- [WORK INSTRUCTIONS] Could you lay out the listing below as a numbered list, starting at the line containing "Data labeling task. Class: gold" and running down to and including the line containing "[70,33,129,77]", with blank lines dropped and nothing else added?

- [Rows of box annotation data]
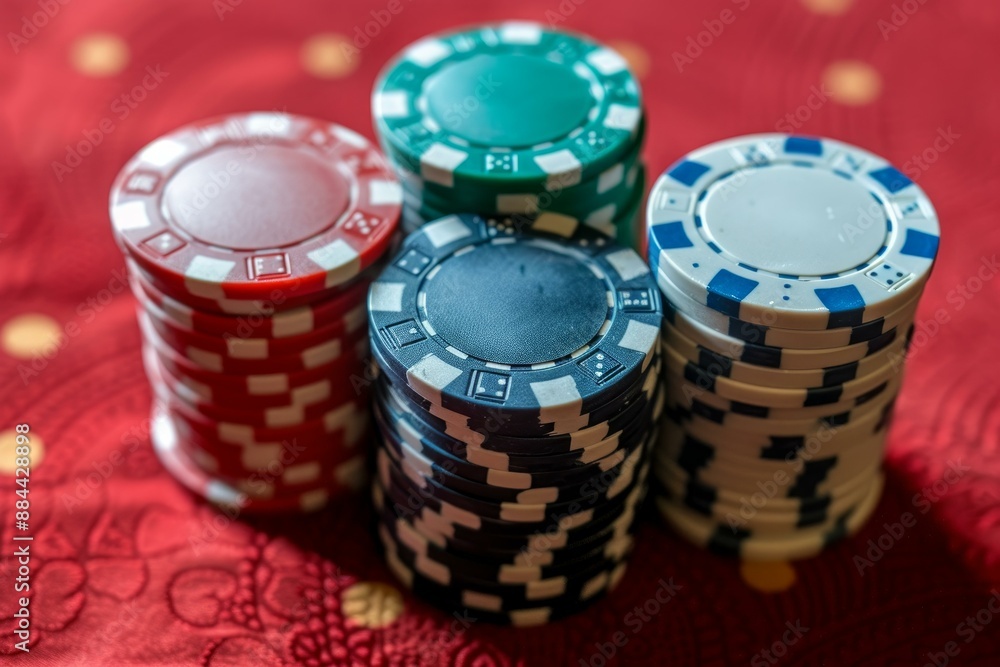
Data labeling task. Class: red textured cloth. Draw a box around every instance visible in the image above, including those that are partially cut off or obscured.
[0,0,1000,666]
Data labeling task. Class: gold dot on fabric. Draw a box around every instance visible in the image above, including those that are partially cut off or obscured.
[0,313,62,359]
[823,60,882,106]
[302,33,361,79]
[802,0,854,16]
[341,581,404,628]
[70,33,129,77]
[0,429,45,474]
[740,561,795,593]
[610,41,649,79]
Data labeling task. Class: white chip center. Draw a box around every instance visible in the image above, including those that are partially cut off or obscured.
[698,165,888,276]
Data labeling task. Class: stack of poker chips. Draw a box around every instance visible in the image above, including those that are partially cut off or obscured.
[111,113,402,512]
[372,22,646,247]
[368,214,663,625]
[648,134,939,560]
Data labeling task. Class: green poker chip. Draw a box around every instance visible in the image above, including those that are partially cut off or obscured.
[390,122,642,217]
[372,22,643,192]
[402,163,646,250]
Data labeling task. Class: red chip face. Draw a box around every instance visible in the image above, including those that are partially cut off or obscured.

- [THE COMPLETED TASK]
1. Data labeling task. Class: gold dot on fabric. Draw a box around every instance visible in the image above, including those that are partially cut off or obscured.
2. [0,313,62,359]
3. [823,60,882,106]
4. [302,33,361,79]
5. [802,0,854,16]
6. [341,581,404,628]
7. [70,33,129,77]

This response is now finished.